>>>>

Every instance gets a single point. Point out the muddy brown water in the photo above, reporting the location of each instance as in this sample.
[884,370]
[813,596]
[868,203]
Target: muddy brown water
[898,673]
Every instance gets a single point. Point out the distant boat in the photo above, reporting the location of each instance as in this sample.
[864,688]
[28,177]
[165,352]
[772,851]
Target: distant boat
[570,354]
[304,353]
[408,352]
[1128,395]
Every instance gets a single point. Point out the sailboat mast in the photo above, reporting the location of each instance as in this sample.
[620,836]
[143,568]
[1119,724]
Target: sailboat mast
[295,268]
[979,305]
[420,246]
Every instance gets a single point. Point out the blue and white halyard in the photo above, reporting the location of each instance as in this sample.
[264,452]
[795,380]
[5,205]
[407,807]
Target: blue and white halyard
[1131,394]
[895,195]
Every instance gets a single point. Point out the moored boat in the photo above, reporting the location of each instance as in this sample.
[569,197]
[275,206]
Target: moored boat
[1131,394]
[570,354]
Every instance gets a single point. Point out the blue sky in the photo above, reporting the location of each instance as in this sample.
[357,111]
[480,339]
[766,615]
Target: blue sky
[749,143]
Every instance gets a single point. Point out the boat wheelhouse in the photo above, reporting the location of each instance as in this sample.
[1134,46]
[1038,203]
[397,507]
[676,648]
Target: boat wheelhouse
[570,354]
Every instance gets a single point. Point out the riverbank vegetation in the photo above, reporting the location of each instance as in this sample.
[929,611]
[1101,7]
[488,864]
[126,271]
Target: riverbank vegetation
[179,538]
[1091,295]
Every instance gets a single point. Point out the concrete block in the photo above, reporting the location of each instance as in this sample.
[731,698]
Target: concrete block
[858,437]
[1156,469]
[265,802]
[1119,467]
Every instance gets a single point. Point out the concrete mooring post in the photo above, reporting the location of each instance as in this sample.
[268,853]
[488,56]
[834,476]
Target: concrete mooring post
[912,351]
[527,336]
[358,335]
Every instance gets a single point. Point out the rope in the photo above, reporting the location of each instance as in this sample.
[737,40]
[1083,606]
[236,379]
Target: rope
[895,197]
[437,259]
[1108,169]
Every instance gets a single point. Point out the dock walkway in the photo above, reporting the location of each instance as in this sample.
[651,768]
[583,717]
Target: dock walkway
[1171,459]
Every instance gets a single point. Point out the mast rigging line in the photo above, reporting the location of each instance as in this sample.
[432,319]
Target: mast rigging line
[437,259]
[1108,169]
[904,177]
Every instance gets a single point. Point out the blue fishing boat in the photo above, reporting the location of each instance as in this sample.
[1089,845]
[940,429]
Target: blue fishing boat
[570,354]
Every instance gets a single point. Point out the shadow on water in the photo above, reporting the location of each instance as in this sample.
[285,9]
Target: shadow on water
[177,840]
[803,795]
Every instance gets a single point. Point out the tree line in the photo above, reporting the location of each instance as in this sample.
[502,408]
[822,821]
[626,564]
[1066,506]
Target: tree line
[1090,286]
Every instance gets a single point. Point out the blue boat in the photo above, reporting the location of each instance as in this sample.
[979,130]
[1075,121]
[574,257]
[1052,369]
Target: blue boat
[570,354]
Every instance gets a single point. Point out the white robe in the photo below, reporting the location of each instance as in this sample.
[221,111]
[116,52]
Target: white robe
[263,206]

<<<<

Copy out, word for word, the lines from the one holding "Every instance gets a single point. Point out the white" through the last line, inclusive.

Every instance gets a single point. Point out the white robe in the photo below, reporting the location of each instance as in this sample.
[221,111]
[116,52]
Target: white robe
[263,206]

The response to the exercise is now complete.